• PROMPT 1: Summarize the article on The Pale Blue Eye below in two sentences.
• PROMPT 2:
Answer these questions using the article on The Pale Blue Eye below.
(a) Who wrote the music for the film?
(b) What is the film's running time?
(c) What is the name of Landor's daughter?

┌─ PASSAGE SHOWN

- Release poster
- Directed by: Scott Cooper
- Screenplay by: Scott Cooper
- Based on: The Pale Blue Eye by Louis Bayard
- Produced by: Scott Cooper; Christian Bale; John Lesher; Tyler Thompson;
- Starring: Christian Bale; Harry Melling; Gillian Anderson; Lucy Boynton; Robert Duvall;
- Cinematography: Masanobu Takayanagi
- Edited by: Dylan Tichenor
- Music by: Howard Shore
- Production companies: Cross Creek Pictures; Streamline Global Group; Le Grisbi Productions;
- Distributed by: Netflix
- Release dates: December 23, 2022 (United States); January 6, 2023 (Netflix);
- Running time: 130 minutes
- Country: United States
- Language: English
- Budget: $72 million

= The Pale Blue Eye =

2022 American film directed by Scott Cooper

The Pale Blue Eye is a 2022 American period mystery gothic thriller film written and directed by Scott Cooper, adapted from the 2006 novel by Louis Bayard. Set in 1830, the film stars Christian Bale as veteran detective Augustus Landor as he investigates a series of murders at the West Point Military Academy with the aid of Edgar Allan Poe (Harry Melling), a young military cadet. The ensemble cast also features Gillian Anderson, Lucy Boynton, Charlotte Gainsbourg, Toby Jones, Harry Lawtey, Simon McBurney, Timothy Spall, and Robert Duvall in his last movie before his death in 2026.

The Pale Blue Eye was released in select theaters on December 23, 2022, before its streaming release on January 6, 2023, by Netflix. The film received mixed reviews.

==Plot==
In October 1830, alcoholic retired detective Augustus Landor is asked by the military to investigate the hanging of Cadet Leroy Fry at the United States Military Academy. Landor is a widower whose daughter Mattie ran off two years before.

After Fry was hanged, his heart had been removed from his body. Examining the corpse, Landor finds a small fragment of a note in Fry's hand. Dr. Daniel Marquis, the examining physician, suggest that he did not hang himself but was murdered. Landor secretly enlists the help of Edgar Allan Poe, another cadet at the academy. Poe and Landor deduce that the note was summoning Fry to a secret meeting. After a cow and a sheep are found butchered with their hearts removed, it is suspected that the murder could be linked to black magic rituals.

Another cadet, Ballinger, is found hanged with his heart and genitals removed. A third cadet, Stoddard, disappears; Landor tells the authorities that he presumes Stoddard had reason to believe he was next in line to be killed. Landor and Poe suspect the family of Dr. Daniel Marquis, who performed the autopsy on Fry. Particular suspicion is on his son Artemus and his daughter Lea, who suffers from random seizures. Landor confronts Dr. Marquis, who admits that he resorted to black magic to cure Lea of her seizures.

└─
┌─ SUPPLIED DATA

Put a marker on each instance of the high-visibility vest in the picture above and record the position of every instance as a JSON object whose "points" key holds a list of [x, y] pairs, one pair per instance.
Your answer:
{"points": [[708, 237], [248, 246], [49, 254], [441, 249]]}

└─

• WRITTEN REPLY 1: The Pale Blue Eye is a 2022 American period mystery gothic thriller written and directed by Scott Cooper from Louis Bayard's 2006 novel. It stars Christian Bale as detective Augustus Landor, who investigates murders at West Point in 1830 with the help of cadet Edgar Allan Poe; another cadet is found hanged, and suspicion falls on the family of Dr. Daniel Marquis, who admits he resorted to black magic to cure his daughter Lea of her seizures.

• WRITTEN REPLY 2:
(a) Howard Shore
(b) 130 minutes
(c) Mattie